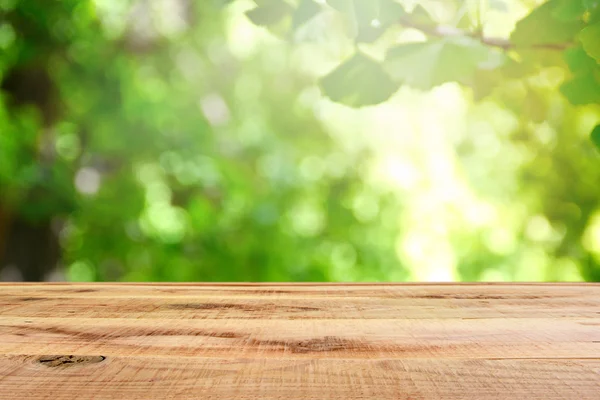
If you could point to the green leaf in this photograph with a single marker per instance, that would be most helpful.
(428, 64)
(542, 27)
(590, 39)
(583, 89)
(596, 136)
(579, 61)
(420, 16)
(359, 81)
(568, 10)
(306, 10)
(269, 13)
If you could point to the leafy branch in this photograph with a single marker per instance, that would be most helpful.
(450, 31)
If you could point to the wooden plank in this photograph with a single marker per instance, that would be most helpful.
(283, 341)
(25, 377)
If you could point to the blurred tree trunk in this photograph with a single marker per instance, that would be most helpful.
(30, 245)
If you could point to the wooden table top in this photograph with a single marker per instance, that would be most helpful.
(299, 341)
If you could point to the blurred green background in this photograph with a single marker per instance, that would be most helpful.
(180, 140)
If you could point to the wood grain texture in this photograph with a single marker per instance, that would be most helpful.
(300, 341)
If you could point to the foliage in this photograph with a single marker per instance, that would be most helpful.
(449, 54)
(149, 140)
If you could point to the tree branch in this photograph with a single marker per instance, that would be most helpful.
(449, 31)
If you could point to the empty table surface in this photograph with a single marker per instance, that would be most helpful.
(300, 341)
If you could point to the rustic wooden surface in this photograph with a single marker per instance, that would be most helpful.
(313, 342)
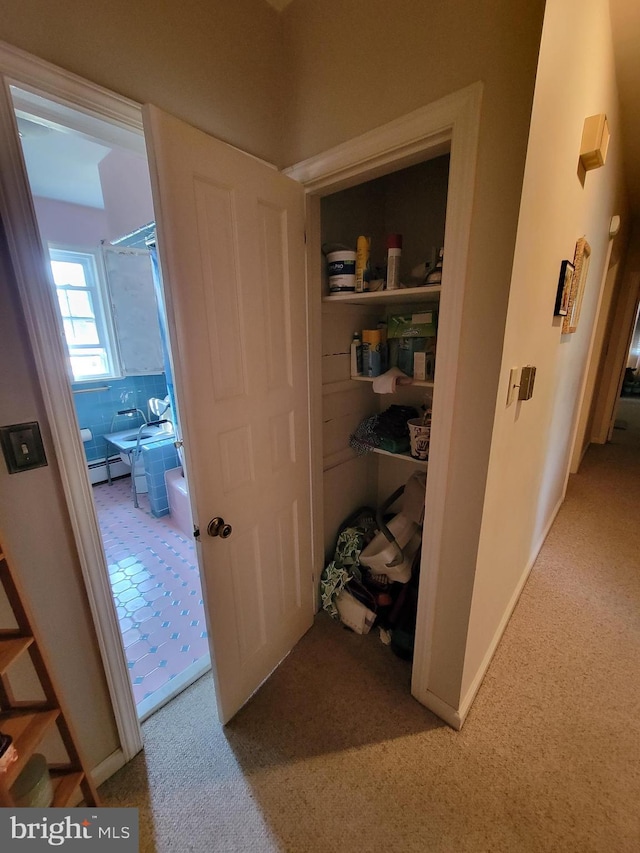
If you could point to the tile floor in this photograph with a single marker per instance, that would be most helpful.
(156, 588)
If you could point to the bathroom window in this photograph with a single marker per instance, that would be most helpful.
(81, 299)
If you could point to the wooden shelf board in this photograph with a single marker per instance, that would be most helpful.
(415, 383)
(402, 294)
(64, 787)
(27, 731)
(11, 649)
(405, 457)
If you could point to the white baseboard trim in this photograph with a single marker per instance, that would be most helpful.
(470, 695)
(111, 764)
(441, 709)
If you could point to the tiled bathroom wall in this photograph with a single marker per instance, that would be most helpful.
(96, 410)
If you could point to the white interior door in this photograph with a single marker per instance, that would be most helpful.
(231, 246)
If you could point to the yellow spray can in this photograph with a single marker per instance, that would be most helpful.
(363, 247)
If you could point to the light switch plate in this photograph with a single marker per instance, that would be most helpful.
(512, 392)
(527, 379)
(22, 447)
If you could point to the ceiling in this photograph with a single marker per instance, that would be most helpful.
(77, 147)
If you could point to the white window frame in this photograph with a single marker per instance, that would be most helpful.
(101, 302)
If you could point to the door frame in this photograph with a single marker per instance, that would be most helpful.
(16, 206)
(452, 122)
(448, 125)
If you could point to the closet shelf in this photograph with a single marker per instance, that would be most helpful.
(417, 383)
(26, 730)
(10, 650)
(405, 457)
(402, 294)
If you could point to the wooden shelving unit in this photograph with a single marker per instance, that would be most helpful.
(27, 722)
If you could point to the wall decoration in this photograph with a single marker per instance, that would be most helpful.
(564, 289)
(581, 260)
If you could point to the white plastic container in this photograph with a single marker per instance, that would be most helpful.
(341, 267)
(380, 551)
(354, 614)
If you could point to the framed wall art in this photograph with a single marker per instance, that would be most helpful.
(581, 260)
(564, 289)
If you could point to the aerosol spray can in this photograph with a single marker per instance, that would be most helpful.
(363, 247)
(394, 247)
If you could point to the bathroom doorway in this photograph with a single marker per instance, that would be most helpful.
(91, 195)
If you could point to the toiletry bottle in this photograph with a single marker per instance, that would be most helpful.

EXERCISE DESCRIPTION: Convert every line of the material above into a JSON list of strings, with one string per line and blank lines omitted. Exclude the pictures.

REPLY:
[
  "If you could point to the green leaf in this photograph with a single marker per instance, that would be most helpful.",
  "(428, 64)",
  "(542, 27)",
  "(590, 39)",
  "(583, 89)",
  "(596, 136)",
  "(579, 61)",
  "(420, 16)",
  "(359, 81)",
  "(568, 10)",
  "(306, 10)",
  "(269, 13)",
  "If you could point to the leafy branch in this photograph with a single marker per instance, that would be most helpful.",
  "(450, 31)",
  "If you could point to the wooden plank in this photograph with a single marker per instance, that would be most helpful.",
  "(283, 341)",
  "(25, 377)",
  "If you could point to the blurred tree trunk in this photograph with a single marker per instance, that would be most helpful.",
  "(30, 245)",
  "If you could point to the wooden table top in this photograph with a single marker per instance, that would be most helpful.",
  "(299, 341)",
  "If you could point to the blurred green background in this photograph with a single marker per instance, that would be most helpful.",
  "(180, 140)",
  "If you could point to the wood grain texture in this photograph with a single marker per instance, that would be most helpful.",
  "(300, 341)",
  "If you could point to the foliage in this photograph with a single marker per instance, that would be most helpful.",
  "(449, 54)",
  "(149, 140)",
  "If you could point to the tree branch in this photograph with a single marker per instance, that would be most helpful.",
  "(449, 31)",
  "If you could point to the empty table surface in this photograph with a single marker per instance, that would be most helpful.",
  "(300, 341)",
  "If you could point to the rustic wooden surface in this photograph with a single marker per instance, that would be most helpful.",
  "(313, 342)",
  "If you could point to the tile floor in this photograph with a single marker per instance, that would be most helpful.",
  "(156, 588)",
  "If you could point to the bathroom window in this photograph with a single marker per instance, that would be most helpful.",
  "(81, 299)",
  "If you could point to the wooden shelf board in this photograph with a single marker per instance, that would be most helpful.",
  "(415, 383)",
  "(402, 294)",
  "(64, 787)",
  "(27, 731)",
  "(11, 649)",
  "(405, 457)",
  "If you could point to the white baseboard trim in this photograph with a single marker per instance, that would be most helpful.",
  "(470, 695)",
  "(111, 764)",
  "(441, 709)",
  "If you could point to the tiled bathroom wall in this photograph with a single marker per instance, that would be most helpful.",
  "(96, 410)",
  "If you could point to the white interior door in this photograph with a single marker per instance, that would be most helpful.",
  "(231, 246)",
  "If you could point to the yellow spray can in this photograph with a single marker per instance, that would be most helpful.",
  "(363, 247)",
  "If you could point to the light switch plate in this photograph with a single marker per instance, that would be most helpful.",
  "(512, 392)",
  "(527, 379)",
  "(22, 447)",
  "If you could point to the ceiling in this photograph with a single marker per instance, that would be most helpful.",
  "(77, 147)",
  "If you could point to the white window frame in this photograph with a single marker per instance, that would be most helpful.",
  "(101, 302)",
  "If you could point to the door frame in this photograph with a single marker per instance, that would be most helpful.",
  "(16, 206)",
  "(452, 122)",
  "(448, 125)",
  "If you could point to the closet shelf in this photograph with a single marker per instance, that would be most helpful.",
  "(417, 383)",
  "(26, 730)",
  "(10, 650)",
  "(405, 457)",
  "(402, 294)",
  "If you could point to the wooden shelving unit in this photograph with a single marker per instance, that would be most helpful.",
  "(27, 722)",
  "If you could point to the wall decoration in this photograph with a single marker per instance, that would be most helpful.",
  "(564, 289)",
  "(581, 260)",
  "If you could point to the white plastic container in this photograph with a single marker per instance, that would be most helpful.",
  "(341, 267)",
  "(380, 551)",
  "(354, 614)",
  "If you could point to the framed wall art in this photograph with a single marker per instance, that would be most helpful.",
  "(581, 260)",
  "(564, 289)",
  "If you could point to the aerosol spray can in this photograph with a single marker per instance, that would be most helpful.",
  "(363, 247)",
  "(394, 247)",
  "If you could point to the bathroom doorway in this photograph with a single marker per instance, that would be most helpful.",
  "(91, 195)",
  "If you could point to the toiletry bottle in this photograph with a single marker per instance, that would be most helpful."
]